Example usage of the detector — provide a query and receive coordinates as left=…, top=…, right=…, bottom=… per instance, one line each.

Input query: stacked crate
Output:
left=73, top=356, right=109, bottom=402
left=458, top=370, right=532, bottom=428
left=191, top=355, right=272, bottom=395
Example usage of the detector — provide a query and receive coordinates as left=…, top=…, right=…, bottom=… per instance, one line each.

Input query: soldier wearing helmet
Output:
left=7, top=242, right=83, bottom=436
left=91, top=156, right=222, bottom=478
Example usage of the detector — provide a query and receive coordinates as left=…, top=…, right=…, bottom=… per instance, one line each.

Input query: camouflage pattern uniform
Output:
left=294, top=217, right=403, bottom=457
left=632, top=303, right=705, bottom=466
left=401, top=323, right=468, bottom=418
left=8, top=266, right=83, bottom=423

**Exercise prompt**
Rewrite all of the records above, changing "detector" to "locator" wherever it occurs and leaving everything else unchanged.

**Response for this exercise**
Example usage of the locator — provide a query and receive coordinates as left=…, top=…, right=…, bottom=… per instance, one line each.

Input query: stacked crate
Output:
left=73, top=356, right=109, bottom=402
left=458, top=370, right=532, bottom=428
left=191, top=355, right=272, bottom=395
Example usage of the locator — provide a query and receive coordinates as left=…, top=…, right=…, bottom=… per instance, one line each.

Input query: soldier wearing helmet
Output:
left=7, top=242, right=83, bottom=436
left=91, top=156, right=222, bottom=478
Example usage of the locator — provide a query and receive coordinates as left=…, top=…, right=…, bottom=… per instance, one line each.

Input query: camouflage pattern uniform
Output:
left=294, top=217, right=403, bottom=457
left=632, top=303, right=705, bottom=466
left=401, top=323, right=468, bottom=418
left=8, top=266, right=83, bottom=423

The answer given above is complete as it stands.